Input data -
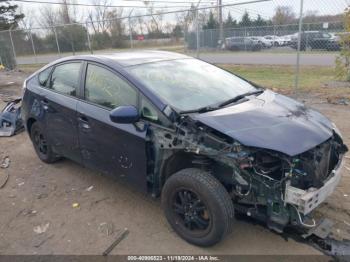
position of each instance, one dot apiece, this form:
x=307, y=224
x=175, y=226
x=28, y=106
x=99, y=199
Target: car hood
x=271, y=121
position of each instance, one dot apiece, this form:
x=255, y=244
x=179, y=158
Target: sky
x=265, y=9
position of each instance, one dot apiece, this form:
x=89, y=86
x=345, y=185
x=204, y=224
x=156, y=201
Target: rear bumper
x=307, y=200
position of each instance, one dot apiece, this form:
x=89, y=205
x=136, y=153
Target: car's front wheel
x=41, y=145
x=197, y=206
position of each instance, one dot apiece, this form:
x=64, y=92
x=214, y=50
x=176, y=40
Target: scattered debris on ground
x=5, y=163
x=90, y=188
x=41, y=228
x=106, y=228
x=122, y=234
x=10, y=118
x=4, y=177
x=338, y=101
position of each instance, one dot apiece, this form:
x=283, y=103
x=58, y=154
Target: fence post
x=88, y=37
x=57, y=44
x=130, y=30
x=130, y=34
x=13, y=47
x=197, y=35
x=33, y=46
x=297, y=66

What is being asked - Please set the data above down exactly, with the pictures removed.

Response area -
position of each instance, one dot apiece, this form:
x=307, y=224
x=175, y=226
x=28, y=106
x=99, y=199
Target: car hood
x=271, y=121
position of each instance, one dot apiece, this form:
x=255, y=244
x=179, y=158
Target: sky
x=265, y=9
position of each instance, one dot apiece, this form:
x=89, y=86
x=345, y=185
x=204, y=224
x=156, y=201
Target: rear bumper
x=307, y=200
position of each instance, one dot apiece, this form:
x=89, y=205
x=136, y=153
Target: car's front wheel
x=41, y=145
x=197, y=206
position of each instance, one dot apiece, this form:
x=64, y=92
x=214, y=50
x=176, y=40
Target: scattered debris on ground
x=5, y=163
x=90, y=188
x=41, y=228
x=106, y=228
x=122, y=234
x=10, y=118
x=4, y=177
x=338, y=101
position of each instance, one dot apiece, this form:
x=283, y=103
x=58, y=154
Target: fence post
x=88, y=37
x=57, y=44
x=130, y=30
x=130, y=34
x=13, y=47
x=197, y=35
x=33, y=46
x=297, y=66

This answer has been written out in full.